(What is asked) Identify every line below that contains the word "truck" and copy each of those lines in full. Letter case counts when matching.

(Exercise inputs)
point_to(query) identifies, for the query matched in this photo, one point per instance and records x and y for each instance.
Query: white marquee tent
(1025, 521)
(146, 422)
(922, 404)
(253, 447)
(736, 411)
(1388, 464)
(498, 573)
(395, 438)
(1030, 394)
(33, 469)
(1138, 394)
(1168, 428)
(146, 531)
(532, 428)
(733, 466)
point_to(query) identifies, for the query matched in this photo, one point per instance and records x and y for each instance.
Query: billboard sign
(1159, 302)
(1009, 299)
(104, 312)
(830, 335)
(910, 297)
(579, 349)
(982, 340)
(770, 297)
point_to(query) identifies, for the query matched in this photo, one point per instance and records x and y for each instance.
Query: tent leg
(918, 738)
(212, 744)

--

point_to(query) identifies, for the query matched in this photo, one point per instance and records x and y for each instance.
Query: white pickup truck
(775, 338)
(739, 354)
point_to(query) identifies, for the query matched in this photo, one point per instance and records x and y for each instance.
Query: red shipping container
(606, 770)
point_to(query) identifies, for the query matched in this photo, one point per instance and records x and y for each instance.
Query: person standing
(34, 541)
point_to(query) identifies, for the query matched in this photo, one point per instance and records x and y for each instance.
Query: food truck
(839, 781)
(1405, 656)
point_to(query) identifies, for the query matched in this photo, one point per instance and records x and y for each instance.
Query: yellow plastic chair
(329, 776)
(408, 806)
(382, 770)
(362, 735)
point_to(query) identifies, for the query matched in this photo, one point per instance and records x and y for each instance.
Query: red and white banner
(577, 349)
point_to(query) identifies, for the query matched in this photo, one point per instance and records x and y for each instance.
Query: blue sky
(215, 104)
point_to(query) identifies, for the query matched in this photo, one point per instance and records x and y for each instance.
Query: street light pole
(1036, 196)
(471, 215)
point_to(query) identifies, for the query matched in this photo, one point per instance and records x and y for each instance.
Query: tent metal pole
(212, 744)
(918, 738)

(Response below)
Query: white pickup truck
Query: food truck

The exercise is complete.